Text shown |
◇ ◇ ◇ ◇ ◇ ◇ ◇
Group-IB researchers released an analysis of a stealthy Linux remote access trojan (RAT) dubbed "Krasue." The malware went undetected for nearly two years and has been consistently used in targeting tecommunication organizations in Thailand.

Krasue is operates as a Linux Kernel Module (LKM), or an object file that can be dynamically loaded into the kernel at runtime, enabling the attacker to maintain access to the host in a stealthy manner. Security ramifications are significant as Krasue may turn the compromised machine in a "zombie" for a botnet, or serve as an access broker for further infection.

The main discoveries Group-IB shared include:

  • The method of gaining initial access is unclear but may involve vulnerability exploitation, credential brute-force attacks, or deceptive downloads.

  • Krasue's stealthiness is attributed to its rootkit functionality, UPX packing, and evasion of interruption signals.

  • The RAT communicates with a command-and-control network using nine hardcoded IP addresses.

  • A unique aspect of Krasue is its use of real-time streaming protocol (RTSP) messages as a disguised "alive ping," a tactic rarely seen. However, this appears to be a fallback technique as it was reportedly observed connection to 128[.]199[.]226[.]11 over port 554 (RTSP) would occur only after C2 callback to the hardcoded IP addresses failed.

Besides generic yet important recommendations such as downloading software from trusted sources, enabling kernel module signature verification, and regularly reviewing system and network logs for suspicious activities, specific security recommendations for this threat include monitoring for anomalous RTSP traffic.
◇ ◇ ◇ ◇ ◇ ◇ ◇
Extracted data |
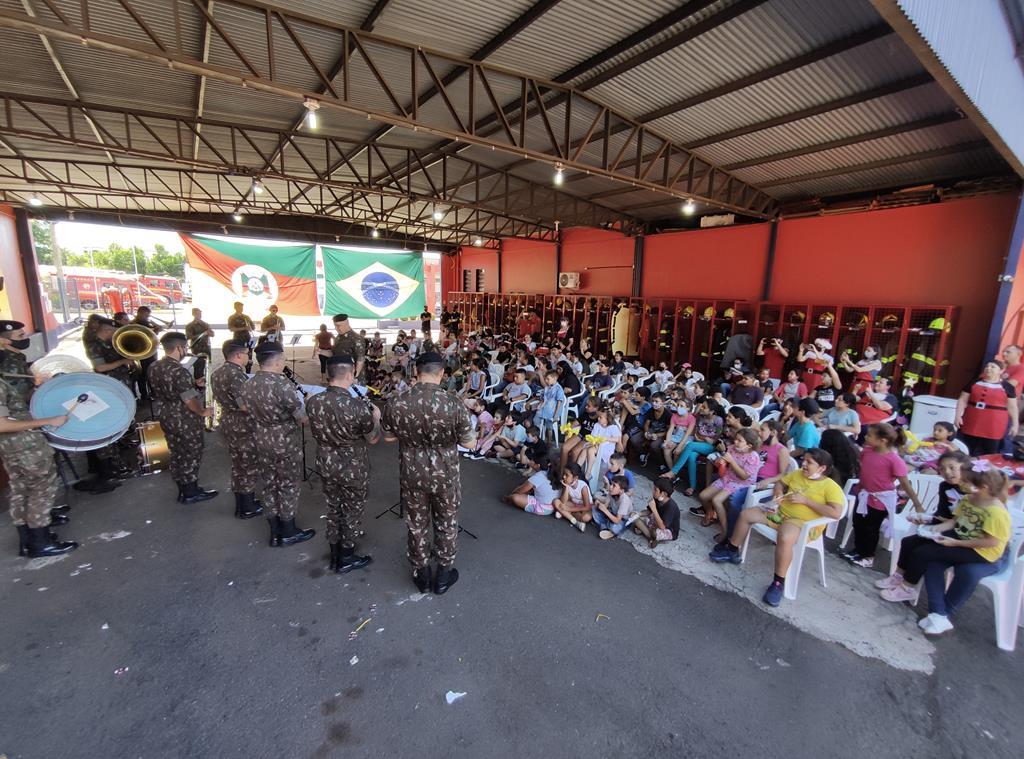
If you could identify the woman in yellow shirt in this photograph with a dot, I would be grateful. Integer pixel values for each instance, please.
(974, 543)
(806, 494)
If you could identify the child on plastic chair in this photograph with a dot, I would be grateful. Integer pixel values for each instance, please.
(973, 543)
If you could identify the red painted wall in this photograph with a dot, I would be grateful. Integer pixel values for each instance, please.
(603, 258)
(527, 266)
(726, 263)
(944, 253)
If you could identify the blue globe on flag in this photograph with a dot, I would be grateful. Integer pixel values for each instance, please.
(380, 289)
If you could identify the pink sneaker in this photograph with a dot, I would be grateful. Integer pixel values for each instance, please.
(890, 582)
(900, 593)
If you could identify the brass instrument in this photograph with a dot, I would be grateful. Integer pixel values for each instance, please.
(135, 342)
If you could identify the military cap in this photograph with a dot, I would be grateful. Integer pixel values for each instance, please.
(270, 346)
(7, 325)
(429, 357)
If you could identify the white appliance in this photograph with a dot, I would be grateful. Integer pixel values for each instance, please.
(928, 410)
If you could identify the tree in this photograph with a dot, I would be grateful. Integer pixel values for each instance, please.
(43, 239)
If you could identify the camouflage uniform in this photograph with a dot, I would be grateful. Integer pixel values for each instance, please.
(428, 423)
(29, 461)
(275, 409)
(172, 385)
(339, 422)
(14, 363)
(227, 381)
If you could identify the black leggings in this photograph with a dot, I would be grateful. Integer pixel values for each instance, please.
(865, 531)
(916, 552)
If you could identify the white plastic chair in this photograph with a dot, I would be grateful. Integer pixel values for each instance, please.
(803, 544)
(927, 488)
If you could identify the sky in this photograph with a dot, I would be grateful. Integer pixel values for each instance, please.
(78, 237)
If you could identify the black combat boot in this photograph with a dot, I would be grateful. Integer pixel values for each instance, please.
(347, 560)
(445, 578)
(421, 578)
(193, 493)
(246, 506)
(43, 543)
(290, 535)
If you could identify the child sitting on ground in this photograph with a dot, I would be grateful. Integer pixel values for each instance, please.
(923, 456)
(611, 513)
(659, 521)
(573, 504)
(537, 495)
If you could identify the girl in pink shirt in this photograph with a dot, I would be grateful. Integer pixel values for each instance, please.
(881, 468)
(740, 470)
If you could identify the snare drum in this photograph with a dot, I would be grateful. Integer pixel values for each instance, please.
(153, 448)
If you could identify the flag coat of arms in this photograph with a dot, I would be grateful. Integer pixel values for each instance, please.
(373, 285)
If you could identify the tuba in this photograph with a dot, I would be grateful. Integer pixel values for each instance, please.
(136, 342)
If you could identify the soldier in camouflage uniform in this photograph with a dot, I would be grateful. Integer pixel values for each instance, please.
(227, 381)
(428, 423)
(347, 342)
(29, 461)
(274, 406)
(343, 424)
(181, 414)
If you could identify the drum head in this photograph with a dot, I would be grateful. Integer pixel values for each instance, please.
(97, 422)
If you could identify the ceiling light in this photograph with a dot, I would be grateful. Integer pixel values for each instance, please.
(311, 108)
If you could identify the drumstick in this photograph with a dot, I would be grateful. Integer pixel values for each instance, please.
(80, 399)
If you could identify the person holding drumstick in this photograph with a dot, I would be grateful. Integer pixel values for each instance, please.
(29, 461)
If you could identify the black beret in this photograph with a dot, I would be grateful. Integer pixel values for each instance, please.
(430, 357)
(268, 347)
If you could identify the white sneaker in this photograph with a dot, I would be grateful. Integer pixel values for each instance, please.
(936, 624)
(890, 582)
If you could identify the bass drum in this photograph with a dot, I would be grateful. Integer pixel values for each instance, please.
(100, 420)
(153, 450)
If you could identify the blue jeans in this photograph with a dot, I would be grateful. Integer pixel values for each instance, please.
(966, 578)
(688, 458)
(604, 522)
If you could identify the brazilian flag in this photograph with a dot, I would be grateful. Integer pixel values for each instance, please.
(373, 285)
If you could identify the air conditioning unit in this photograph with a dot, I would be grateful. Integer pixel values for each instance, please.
(568, 280)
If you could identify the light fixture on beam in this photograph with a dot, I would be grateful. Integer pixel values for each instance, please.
(311, 107)
(559, 177)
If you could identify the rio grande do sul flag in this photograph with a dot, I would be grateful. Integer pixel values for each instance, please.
(373, 285)
(256, 272)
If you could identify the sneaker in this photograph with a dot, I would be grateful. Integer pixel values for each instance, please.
(890, 582)
(725, 552)
(899, 593)
(773, 596)
(936, 624)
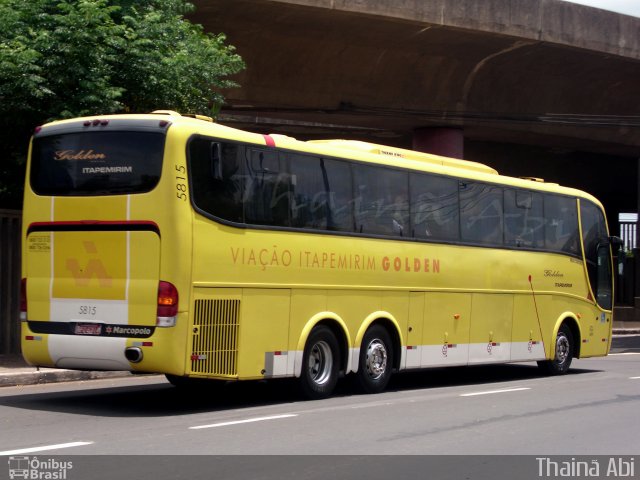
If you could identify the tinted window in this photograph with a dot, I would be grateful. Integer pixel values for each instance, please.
(481, 213)
(434, 207)
(96, 163)
(268, 188)
(217, 178)
(561, 224)
(594, 233)
(523, 219)
(381, 201)
(321, 193)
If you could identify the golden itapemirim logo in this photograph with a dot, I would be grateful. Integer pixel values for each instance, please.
(78, 155)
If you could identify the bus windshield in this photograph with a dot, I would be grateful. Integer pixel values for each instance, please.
(96, 163)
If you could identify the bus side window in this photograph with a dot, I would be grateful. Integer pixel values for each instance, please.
(382, 201)
(216, 178)
(481, 213)
(309, 199)
(523, 220)
(268, 189)
(434, 207)
(561, 224)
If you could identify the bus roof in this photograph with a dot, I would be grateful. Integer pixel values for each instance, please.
(351, 149)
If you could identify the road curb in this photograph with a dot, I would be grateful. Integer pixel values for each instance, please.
(12, 379)
(626, 331)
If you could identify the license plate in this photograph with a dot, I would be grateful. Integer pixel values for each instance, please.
(88, 329)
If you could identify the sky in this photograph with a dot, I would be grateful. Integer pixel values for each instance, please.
(628, 7)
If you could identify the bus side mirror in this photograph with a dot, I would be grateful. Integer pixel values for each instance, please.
(616, 244)
(216, 161)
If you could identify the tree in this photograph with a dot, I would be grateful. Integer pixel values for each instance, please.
(68, 58)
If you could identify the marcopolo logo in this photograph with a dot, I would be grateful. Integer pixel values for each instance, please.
(36, 469)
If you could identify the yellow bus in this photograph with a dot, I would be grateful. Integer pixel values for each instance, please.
(172, 244)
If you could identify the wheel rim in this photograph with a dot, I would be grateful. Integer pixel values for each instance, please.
(320, 363)
(376, 360)
(563, 349)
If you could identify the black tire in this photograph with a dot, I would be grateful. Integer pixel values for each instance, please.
(320, 364)
(563, 354)
(376, 360)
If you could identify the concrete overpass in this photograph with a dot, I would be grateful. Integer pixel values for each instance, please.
(543, 88)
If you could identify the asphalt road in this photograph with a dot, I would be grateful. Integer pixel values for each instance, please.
(508, 409)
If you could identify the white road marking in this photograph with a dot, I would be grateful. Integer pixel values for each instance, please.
(44, 448)
(238, 422)
(489, 392)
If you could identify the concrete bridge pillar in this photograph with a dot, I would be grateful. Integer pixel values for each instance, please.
(448, 142)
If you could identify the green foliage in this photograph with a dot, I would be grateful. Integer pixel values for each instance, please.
(68, 58)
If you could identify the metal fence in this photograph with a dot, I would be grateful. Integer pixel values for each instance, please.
(628, 230)
(10, 228)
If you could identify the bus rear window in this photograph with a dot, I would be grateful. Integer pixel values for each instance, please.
(96, 163)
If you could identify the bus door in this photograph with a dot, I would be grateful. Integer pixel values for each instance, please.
(597, 246)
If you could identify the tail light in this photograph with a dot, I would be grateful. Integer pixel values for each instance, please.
(23, 299)
(167, 305)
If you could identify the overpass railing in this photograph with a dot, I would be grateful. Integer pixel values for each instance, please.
(10, 228)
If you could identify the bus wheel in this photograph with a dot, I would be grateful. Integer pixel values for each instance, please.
(376, 360)
(563, 353)
(320, 363)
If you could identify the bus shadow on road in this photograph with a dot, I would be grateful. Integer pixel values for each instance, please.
(163, 399)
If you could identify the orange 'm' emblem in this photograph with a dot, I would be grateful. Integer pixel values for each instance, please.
(94, 268)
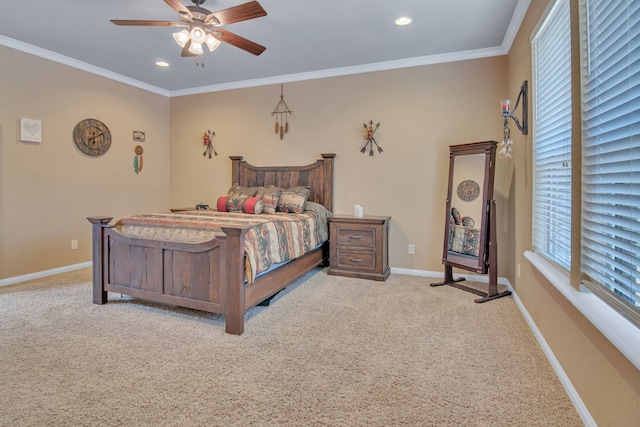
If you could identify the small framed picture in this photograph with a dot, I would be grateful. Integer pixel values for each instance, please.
(30, 130)
(138, 136)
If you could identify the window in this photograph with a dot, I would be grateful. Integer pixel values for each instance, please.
(610, 237)
(551, 48)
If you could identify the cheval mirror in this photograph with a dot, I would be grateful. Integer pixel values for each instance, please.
(470, 224)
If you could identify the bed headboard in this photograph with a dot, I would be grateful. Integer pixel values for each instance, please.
(318, 176)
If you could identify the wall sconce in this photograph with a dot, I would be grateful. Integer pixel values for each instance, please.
(505, 105)
(506, 112)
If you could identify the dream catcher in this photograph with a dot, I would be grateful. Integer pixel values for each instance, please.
(505, 145)
(281, 112)
(369, 139)
(137, 160)
(207, 141)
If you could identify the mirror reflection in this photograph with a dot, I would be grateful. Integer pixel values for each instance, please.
(467, 202)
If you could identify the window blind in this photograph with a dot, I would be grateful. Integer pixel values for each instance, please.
(552, 136)
(611, 153)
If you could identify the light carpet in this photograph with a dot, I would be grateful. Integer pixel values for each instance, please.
(329, 351)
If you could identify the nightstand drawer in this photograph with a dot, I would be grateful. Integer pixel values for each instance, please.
(359, 247)
(356, 237)
(356, 260)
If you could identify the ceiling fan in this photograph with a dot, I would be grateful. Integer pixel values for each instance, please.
(202, 26)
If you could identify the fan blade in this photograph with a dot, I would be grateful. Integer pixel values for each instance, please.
(237, 41)
(180, 8)
(238, 13)
(185, 50)
(147, 23)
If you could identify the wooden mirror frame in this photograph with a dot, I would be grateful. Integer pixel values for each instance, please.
(482, 173)
(470, 192)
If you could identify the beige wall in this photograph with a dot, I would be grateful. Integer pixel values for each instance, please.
(421, 112)
(47, 190)
(606, 381)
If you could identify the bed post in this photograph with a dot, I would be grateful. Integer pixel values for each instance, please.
(235, 298)
(99, 222)
(235, 169)
(328, 179)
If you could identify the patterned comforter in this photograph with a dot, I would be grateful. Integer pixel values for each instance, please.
(272, 239)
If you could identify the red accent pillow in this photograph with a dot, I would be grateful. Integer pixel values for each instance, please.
(222, 204)
(253, 205)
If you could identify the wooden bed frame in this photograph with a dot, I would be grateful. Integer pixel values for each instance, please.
(206, 276)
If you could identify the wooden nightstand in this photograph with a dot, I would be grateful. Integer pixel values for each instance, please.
(359, 247)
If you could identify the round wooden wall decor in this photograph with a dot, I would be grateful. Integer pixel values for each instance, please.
(92, 137)
(468, 190)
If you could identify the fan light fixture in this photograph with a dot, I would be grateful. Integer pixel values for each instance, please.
(197, 36)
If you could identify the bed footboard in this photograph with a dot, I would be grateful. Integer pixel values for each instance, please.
(206, 276)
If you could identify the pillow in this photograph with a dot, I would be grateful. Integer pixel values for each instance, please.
(238, 190)
(467, 221)
(221, 204)
(292, 200)
(245, 204)
(270, 197)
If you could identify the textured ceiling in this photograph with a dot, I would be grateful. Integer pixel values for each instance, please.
(304, 38)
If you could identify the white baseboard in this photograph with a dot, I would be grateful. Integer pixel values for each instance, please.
(45, 273)
(582, 410)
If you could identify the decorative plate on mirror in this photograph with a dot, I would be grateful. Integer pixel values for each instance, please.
(468, 190)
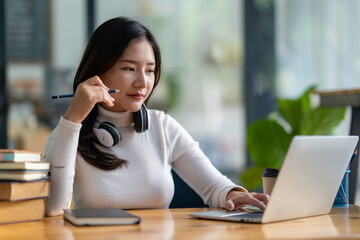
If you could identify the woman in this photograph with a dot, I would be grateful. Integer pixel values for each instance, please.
(93, 165)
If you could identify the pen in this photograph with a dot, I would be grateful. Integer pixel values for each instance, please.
(352, 158)
(72, 95)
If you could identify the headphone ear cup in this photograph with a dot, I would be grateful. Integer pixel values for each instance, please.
(141, 120)
(108, 134)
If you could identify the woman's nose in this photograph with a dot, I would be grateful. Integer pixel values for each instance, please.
(140, 81)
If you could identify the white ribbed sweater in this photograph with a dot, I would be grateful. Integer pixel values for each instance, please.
(146, 182)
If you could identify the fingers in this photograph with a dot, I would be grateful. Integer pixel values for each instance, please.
(241, 199)
(87, 94)
(95, 91)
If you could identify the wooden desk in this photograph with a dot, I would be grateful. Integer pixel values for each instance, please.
(158, 224)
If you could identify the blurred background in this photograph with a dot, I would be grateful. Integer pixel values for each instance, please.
(224, 62)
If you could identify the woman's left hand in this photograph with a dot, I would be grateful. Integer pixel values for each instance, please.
(237, 199)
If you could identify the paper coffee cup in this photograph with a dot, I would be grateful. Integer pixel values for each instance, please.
(269, 178)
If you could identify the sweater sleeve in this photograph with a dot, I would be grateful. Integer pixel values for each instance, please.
(60, 152)
(191, 164)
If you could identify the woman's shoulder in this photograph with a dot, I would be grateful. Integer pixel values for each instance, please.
(161, 117)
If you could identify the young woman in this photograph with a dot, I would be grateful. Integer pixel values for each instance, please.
(109, 151)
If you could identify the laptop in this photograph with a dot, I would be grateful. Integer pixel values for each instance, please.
(307, 182)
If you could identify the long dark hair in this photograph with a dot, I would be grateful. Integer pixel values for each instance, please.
(105, 47)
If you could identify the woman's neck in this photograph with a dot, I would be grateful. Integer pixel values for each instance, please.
(120, 119)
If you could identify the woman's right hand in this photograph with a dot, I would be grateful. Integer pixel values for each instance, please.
(87, 94)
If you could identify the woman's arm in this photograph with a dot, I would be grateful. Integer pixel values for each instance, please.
(198, 172)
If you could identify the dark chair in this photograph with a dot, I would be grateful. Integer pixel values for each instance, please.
(184, 196)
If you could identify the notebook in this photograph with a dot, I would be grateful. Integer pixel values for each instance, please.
(307, 182)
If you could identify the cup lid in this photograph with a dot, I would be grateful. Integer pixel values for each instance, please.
(270, 172)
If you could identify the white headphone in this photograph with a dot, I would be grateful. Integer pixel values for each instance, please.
(109, 135)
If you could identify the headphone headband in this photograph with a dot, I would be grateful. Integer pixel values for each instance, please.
(109, 135)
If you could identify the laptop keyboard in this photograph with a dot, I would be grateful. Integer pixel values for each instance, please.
(249, 216)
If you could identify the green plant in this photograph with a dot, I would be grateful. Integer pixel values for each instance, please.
(268, 139)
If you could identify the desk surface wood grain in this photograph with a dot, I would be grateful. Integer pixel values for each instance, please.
(157, 224)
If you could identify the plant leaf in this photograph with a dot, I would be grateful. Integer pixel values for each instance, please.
(293, 110)
(267, 143)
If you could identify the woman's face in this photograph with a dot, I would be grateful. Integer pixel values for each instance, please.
(133, 74)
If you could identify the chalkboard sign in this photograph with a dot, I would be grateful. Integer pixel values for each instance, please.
(27, 23)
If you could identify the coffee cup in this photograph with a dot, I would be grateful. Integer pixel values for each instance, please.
(268, 178)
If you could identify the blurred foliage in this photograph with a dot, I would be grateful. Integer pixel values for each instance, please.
(268, 139)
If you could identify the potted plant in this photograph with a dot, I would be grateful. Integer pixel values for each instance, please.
(268, 139)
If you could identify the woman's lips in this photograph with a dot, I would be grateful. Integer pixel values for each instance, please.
(137, 96)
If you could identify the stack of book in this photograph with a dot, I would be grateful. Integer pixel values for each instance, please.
(24, 185)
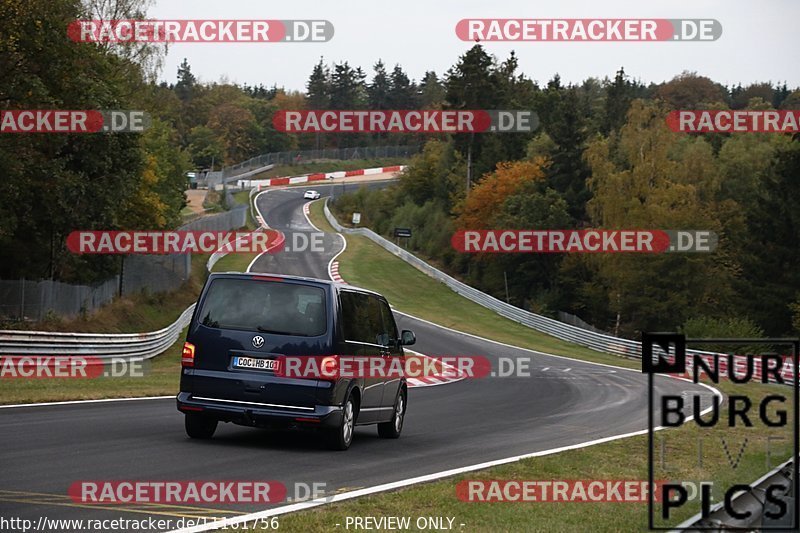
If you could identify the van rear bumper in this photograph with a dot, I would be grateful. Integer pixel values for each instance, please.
(260, 414)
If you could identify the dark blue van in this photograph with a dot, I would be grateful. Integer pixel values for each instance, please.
(245, 324)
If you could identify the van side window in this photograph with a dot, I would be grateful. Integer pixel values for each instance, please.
(361, 317)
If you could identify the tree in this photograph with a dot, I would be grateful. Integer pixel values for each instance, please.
(237, 129)
(318, 90)
(690, 91)
(567, 173)
(431, 91)
(486, 199)
(186, 82)
(618, 100)
(636, 187)
(402, 92)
◇ ◇ ◇ ◇ ◇ ◇ ◇
Exercises to complete |
1 > Translate this sentence from the Krasue passage into Spanish: "The RAT communicates with a command-and-control network using nine hardcoded IP addresses."
2 > Reproduce the Krasue passage word for word, everything from "Krasue is operates" down to "hardcoded IP addresses.".
The lines placed after the Krasue passage are separate material.

Expected outputs |
1 > El RAT se comunica con una red de comando y control mediante nueve direcciones IP codificadas de forma fija.

2 >
Krasue is operates as a Linux Kernel Module (LKM), or an object file that can be dynamically loaded into the kernel at runtime, enabling the attacker to maintain access to the host in a stealthy manner. Security ramifications are significant as Krasue may turn the compromised machine in a "zombie" for a botnet, or serve as an access broker for further infection.

The main discoveries Group-IB shared include:

  • The method of gaining initial access is unclear but may involve vulnerability exploitation, credential brute-force attacks, or deceptive downloads.

  • Krasue's stealthiness is attributed to its rootkit functionality, UPX packing, and evasion of interruption signals.

  • The RAT communicates with a command-and-control network using nine hardcoded IP addresses.